* [PASSAGE GIVEN]:
Stuck training at Epoch 1/1 Mask RCNN

mhasnat commented 6 years ago

Hi,

I would like to train Mask RCNN for a single object detection and segmentation. I followed the approach described in the train_shapes.ipynb file. Besides, I have verified the prepared data (bounding box and mask) using the inspect_data.ipynb file. However, when I run training with my data (using train_shapes.ipynb file) it does not progress and only displays: Epoch 1/1

At this point, it is difficult to know what went wrong as it does not show any other error message. Therefore, I would like to ask for help to resolve this situation ...

Thanks.

tonyzhao6 commented 6 years ago

Did you change the number of epochs to train for in the call to model.train()?

mhasnat commented 6 years ago

No, I did not change the number of epochs. I wanted to simply follow the training strategy of the shapes in the train_shapes.ipynb file.

* [TASKS TO CARRY OUT]:
[A] Duplicate the part of the Mask RCNN training thread that opens with the words containing "I would like to train" and closes with "shapes in the train_shapes.ipynb file.".
[B] Go on with the Mask RCNN training thread from the point where it stops.
Nothing in the listing is needed for this work.

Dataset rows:
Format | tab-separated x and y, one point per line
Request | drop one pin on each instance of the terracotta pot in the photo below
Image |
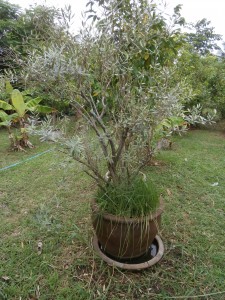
123	237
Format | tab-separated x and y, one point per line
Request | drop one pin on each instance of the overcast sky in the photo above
192	11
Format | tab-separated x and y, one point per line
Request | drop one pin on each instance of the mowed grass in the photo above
45	202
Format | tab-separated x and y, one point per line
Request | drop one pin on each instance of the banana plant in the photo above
16	112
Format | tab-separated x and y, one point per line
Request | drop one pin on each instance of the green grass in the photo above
47	199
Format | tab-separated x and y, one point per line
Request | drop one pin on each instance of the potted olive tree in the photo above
114	76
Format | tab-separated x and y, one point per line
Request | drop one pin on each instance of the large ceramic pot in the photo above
125	238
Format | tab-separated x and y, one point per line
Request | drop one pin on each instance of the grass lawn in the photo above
46	235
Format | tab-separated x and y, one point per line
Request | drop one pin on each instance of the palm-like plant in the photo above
19	109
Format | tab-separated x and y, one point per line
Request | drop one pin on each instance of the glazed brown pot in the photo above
125	238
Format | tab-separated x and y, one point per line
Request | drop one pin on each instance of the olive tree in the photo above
118	76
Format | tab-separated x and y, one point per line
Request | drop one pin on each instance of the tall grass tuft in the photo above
137	199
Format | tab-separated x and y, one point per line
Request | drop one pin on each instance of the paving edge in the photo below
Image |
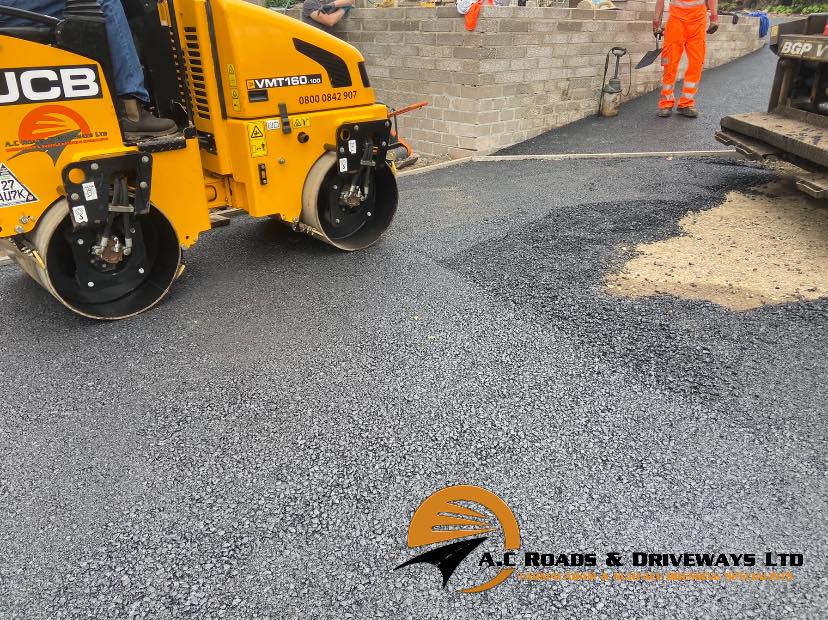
565	156
437	166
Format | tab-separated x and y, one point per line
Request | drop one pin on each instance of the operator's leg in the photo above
129	76
52	8
696	46
670	57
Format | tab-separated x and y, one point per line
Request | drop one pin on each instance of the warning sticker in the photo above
89	190
234	91
79	214
12	191
255	136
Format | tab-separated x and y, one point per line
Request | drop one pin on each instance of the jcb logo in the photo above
36	84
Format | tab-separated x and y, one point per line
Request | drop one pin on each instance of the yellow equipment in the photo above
275	117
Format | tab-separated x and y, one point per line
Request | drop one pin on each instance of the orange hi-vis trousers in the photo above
686	30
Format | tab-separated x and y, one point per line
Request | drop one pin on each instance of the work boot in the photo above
138	123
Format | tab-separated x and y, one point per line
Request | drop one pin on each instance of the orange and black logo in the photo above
50	129
463	517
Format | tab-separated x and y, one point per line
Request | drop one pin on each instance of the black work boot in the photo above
147	126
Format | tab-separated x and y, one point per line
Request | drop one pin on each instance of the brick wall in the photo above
523	71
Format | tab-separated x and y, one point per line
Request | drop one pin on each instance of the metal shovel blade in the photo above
649	58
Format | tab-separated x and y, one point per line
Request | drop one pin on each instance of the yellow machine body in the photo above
268	98
37	143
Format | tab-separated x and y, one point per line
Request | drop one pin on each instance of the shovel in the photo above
650	56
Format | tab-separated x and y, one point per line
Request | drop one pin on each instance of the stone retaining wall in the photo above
524	70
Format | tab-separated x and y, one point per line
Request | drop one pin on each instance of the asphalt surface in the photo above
736	87
255	446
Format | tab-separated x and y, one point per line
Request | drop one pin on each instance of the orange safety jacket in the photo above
686	31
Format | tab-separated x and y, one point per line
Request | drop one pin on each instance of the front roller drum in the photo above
348	228
64	265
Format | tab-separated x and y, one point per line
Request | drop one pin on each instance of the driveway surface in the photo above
736	87
255	446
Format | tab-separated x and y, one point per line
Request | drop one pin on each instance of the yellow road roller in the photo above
275	118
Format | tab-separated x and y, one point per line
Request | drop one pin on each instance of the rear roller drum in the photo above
348	211
110	272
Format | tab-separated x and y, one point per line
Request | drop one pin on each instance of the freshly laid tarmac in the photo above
255	446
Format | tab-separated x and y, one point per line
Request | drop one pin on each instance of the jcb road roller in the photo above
274	117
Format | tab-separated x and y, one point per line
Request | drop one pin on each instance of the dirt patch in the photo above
768	246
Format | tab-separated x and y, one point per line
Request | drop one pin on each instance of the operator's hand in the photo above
714	24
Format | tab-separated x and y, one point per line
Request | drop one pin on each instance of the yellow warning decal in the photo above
256	139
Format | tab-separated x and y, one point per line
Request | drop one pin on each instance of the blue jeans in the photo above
128	75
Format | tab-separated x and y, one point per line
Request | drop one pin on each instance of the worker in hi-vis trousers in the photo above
685	31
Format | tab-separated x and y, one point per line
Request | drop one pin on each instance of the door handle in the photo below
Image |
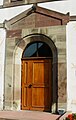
30	85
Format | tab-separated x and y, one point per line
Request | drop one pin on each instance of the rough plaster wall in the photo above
2	57
71	66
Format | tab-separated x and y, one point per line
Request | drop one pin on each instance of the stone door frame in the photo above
21	45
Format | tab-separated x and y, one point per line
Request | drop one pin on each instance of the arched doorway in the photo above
36	90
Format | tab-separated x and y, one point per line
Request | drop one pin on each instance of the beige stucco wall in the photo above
14	49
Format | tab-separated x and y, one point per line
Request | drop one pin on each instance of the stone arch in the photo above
21	45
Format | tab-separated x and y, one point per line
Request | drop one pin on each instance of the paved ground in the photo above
27	115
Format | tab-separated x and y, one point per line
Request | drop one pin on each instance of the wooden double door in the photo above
36	88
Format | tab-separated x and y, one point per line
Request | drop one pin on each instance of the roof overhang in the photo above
8	3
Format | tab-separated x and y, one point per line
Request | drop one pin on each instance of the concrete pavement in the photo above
27	115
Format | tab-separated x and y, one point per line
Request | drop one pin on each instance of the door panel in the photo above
36	84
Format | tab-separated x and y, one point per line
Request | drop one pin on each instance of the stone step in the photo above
27	115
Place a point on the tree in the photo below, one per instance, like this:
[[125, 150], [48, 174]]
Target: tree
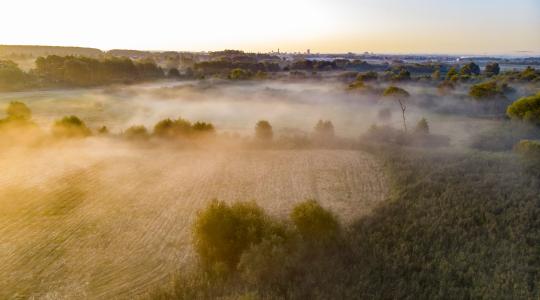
[[263, 131], [203, 128], [70, 127], [222, 233], [488, 90], [173, 73], [492, 69], [240, 74], [103, 130], [173, 128], [313, 222], [403, 75], [422, 127], [436, 75], [451, 73], [400, 95], [368, 76], [526, 109], [137, 132], [18, 111], [11, 76], [324, 129], [469, 69]]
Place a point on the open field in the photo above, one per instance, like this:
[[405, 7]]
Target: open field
[[105, 222]]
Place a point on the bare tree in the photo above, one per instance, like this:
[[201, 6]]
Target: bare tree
[[400, 95]]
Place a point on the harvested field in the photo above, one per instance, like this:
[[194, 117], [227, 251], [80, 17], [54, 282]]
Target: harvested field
[[111, 222]]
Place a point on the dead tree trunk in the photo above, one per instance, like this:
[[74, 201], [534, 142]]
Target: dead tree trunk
[[403, 108]]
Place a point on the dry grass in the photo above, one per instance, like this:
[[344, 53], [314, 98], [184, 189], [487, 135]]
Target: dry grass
[[110, 222]]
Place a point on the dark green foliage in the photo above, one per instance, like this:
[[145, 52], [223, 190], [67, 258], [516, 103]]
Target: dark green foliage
[[436, 75], [70, 127], [402, 74], [18, 111], [136, 132], [469, 69], [488, 90], [446, 87], [422, 127], [203, 127], [526, 109], [11, 76], [173, 73], [240, 74], [103, 130], [492, 69], [222, 232], [451, 73], [263, 131], [367, 76], [168, 128], [384, 114], [86, 71], [313, 222], [529, 74], [324, 129], [397, 92], [528, 148]]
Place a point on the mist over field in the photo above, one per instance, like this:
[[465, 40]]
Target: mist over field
[[292, 107], [168, 150]]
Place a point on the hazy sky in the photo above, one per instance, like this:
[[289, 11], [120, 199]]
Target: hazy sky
[[391, 26]]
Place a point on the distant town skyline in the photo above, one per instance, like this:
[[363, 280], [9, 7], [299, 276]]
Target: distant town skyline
[[474, 27]]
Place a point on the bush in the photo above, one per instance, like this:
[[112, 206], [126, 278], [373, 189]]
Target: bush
[[422, 127], [18, 111], [526, 109], [313, 222], [488, 90], [368, 76], [528, 147], [263, 131], [173, 128], [324, 129], [240, 74], [137, 132], [222, 232], [203, 128], [70, 127]]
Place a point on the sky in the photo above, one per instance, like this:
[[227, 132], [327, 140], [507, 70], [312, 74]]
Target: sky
[[381, 26]]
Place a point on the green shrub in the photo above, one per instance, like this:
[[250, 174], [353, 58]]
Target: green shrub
[[18, 111], [173, 128], [240, 74], [203, 128], [526, 109], [528, 147], [488, 90], [422, 127], [137, 132], [70, 127], [313, 222], [263, 130], [222, 232]]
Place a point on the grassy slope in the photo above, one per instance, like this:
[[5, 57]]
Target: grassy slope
[[456, 226]]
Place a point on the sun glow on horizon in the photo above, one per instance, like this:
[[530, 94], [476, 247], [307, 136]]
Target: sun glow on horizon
[[390, 26]]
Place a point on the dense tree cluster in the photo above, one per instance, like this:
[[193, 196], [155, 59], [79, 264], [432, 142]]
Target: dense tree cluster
[[263, 131], [489, 90], [82, 71], [12, 77], [526, 109]]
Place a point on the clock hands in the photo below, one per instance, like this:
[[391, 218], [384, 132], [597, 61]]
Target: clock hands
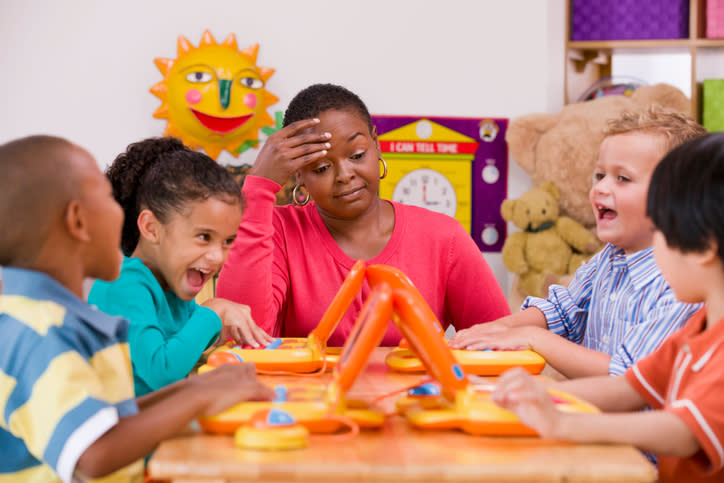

* [RESPONSES FOR EACH TASK]:
[A]
I would like to train Mask RCNN for a single object detection and segmentation. I followed the approach described in the train_shapes.ipynb file. Besides, I have verified the prepared data (bounding box and mask) using the inspect_data.ipynb file. However, when I run training with my data (using train_shapes.ipynb file) it does not progress and only displays: Epoch 1/1

At this point, it is difficult to know what went wrong as it does not show any other error message. Therefore, I would like to ask for help to resolve this situation ...

Thanks.

tonyzhao6 commented 6 years ago

Did you change the number of epochs to train for in the call to model.train()?

mhasnat commented 6 years ago

No, I did not change the number of epochs. I wanted to simply follow the training strategy of the shapes in the train_shapes.ipynb file.

[B]
Thanks.

tonyzhao6 commented 6 years ago

Are you saying that the code hangs after printing out the line "Epoch 1/1"?

mhasnat commented 6 years ago

Yes, it just displays: Epoch 1/1

There is no other message from which it could be possible to understand what happened!

tonyzhao6 commented 6 years ago

Yea, that's kinda strange. Can you post the outputs from each cell in the Jupyter Notebook up to and including the call to model.train()?

mhasnat commented 6 years ago

Please check the end of page 10 of this attached file. train_detection_2.pdf

tonyzhao6 commented 6 years ago

So it seems like each of your images will only have at most one ground-truth object---is this the case?

If so, you are still requiring 200 detection targets (config.TRAIN_ROIS_PER_IMAGE) per image which might be a lot considering that there's only one ground-truth instance. Try lowering from 200 to 20 and see if the training progresses. Also, check what is the ratio of positive to negative ROIs your network is generating.

sulaimanvesal commented 6 years ago

I have exactly the same problem. Even I tried only with shapes example within the code itself but after showing Epoch 1/1 it just stuck there without the usage of the RAM, GPU but the code is still running. I almost waited for 3 hours but the program is running without any output.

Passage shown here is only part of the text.